→ Document text
Skip to main content
Blog post default header
The SRB Blog

Euro area banks’ resilience

Blog post

Euro area banks have emerged from the pandemic largely unscathed, mainly due to the unprecedented support from governments, central banks, regulators and supervisors. Bank capital in the form of Common Equity Tier 1 even increased throughout the pandemic and stood at 15.5% in the fourth quarter of 2021, with banks boasting ample liquidity and low and falling levels of impaired assets (the liquidity coverage ratio was 173.4% while the ratio of non-performing loans was 2.1%). Banks’ return on equity in the same quarter stood at 6.7%, and while this is slightly below the third-quarter figure, profits were still higher than before the pandemic. Still, it would be premature to give the all-clear just yet. We might not have seen the full story on asset quality, as stage 2 classifications remain above pre-pandemic levels, forbearance of performing exposures has increased, and defaults of non-financial corporates rose in the fourth quarter of 2021 and the first quarter of 2022.

But with Russia’s war of aggression on Ukraine, European banks face a new test of their resilience. Though direct exposures to Russia, Ukraine and Belarus are limited and concentrated in only a handful of banks, we do not yet know the impact of indirect effects. This is reflected in the results for the first quarter of 2022, which most listed significant institutions have already disclosed: whereas banks directly exposed to the conflict areas saw declining profits, the rest of the sample still posted results broadly in line with those at the end of 2021. But even if all euro area banks’ Russian exposures were to be written off, the consequences should, in all likelihood, be manageable for the banking system.

→ Given records
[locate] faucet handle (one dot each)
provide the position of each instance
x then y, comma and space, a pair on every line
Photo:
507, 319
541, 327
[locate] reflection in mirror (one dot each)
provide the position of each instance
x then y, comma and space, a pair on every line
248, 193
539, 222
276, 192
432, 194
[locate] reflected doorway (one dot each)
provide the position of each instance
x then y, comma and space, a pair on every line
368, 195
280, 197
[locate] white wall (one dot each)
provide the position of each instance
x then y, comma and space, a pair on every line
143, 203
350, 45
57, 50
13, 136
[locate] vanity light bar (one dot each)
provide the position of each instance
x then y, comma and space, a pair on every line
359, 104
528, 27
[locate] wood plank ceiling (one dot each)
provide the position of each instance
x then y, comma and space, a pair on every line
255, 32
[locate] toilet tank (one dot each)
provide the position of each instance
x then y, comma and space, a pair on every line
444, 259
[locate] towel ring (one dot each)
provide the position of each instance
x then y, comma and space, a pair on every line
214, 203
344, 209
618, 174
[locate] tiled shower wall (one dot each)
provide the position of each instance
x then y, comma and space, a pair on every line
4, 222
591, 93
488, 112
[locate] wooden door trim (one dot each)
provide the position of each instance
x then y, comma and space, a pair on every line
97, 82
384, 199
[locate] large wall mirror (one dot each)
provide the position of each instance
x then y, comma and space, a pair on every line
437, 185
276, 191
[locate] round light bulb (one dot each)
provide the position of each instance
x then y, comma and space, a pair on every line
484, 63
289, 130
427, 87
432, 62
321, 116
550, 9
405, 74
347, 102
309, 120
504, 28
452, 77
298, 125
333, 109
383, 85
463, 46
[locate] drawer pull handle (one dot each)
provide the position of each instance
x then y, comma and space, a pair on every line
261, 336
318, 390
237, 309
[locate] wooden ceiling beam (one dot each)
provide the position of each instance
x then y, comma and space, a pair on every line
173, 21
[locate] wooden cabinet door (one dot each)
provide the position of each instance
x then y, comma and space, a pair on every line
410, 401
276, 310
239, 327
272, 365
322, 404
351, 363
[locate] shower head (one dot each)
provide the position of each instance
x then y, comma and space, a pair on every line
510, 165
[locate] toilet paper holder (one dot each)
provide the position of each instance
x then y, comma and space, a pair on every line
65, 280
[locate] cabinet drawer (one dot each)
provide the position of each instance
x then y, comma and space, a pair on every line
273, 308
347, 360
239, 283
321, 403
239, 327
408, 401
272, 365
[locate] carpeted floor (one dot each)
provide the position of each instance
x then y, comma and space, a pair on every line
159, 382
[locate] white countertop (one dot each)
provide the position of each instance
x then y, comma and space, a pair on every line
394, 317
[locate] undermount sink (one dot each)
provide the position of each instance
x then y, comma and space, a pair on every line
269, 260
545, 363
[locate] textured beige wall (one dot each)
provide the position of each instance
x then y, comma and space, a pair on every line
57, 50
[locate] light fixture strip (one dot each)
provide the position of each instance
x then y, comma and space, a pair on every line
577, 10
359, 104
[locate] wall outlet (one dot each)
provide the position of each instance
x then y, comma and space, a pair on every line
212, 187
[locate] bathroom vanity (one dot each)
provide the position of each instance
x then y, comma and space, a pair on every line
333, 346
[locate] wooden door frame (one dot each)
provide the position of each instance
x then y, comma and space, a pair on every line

→ Problem to work on
Copy the entire blog post on euro area banks' resilience verbatim, from its first line to its last.

→ Answer to the exercise
Skip to main content
Blog post default header
The SRB Blog

Euro area banks’ resilience

Blog post

Euro area banks have emerged from the pandemic largely unscathed, mainly due to the unprecedented support from governments, central banks, regulators and supervisors. Bank capital in the form of Common Equity Tier 1 even increased throughout the pandemic and stood at 15.5% in the fourth quarter of 2021, with banks boasting ample liquidity and low and falling levels of impaired assets (the liquidity coverage ratio was 173.4% while the ratio of non-performing loans was 2.1%). Banks’ return on equity in the same quarter stood at 6.7%, and while this is slightly below the third-quarter figure, profits were still higher than before the pandemic. Still, it would be premature to give the all-clear just yet. We might not have seen the full story on asset quality, as stage 2 classifications remain above pre-pandemic levels, forbearance of performing exposures has increased, and defaults of non-financial corporates rose in the fourth quarter of 2021 and the first quarter of 2022.

But with Russia’s war of aggression on Ukraine, European banks face a new test of their resilience. Though direct exposures to Russia, Ukraine and Belarus are limited and concentrated in only a handful of banks, we do not yet know the impact of indirect effects. This is reflected in the results for the first quarter of 2022, which most listed significant institutions have already disclosed: whereas banks directly exposed to the conflict areas saw declining profits, the rest of the sample still posted results broadly in line with those at the end of 2021. But even if all euro area banks’ Russian exposures were to be written off, the consequences should, in all likelihood, be manageable for the banking system.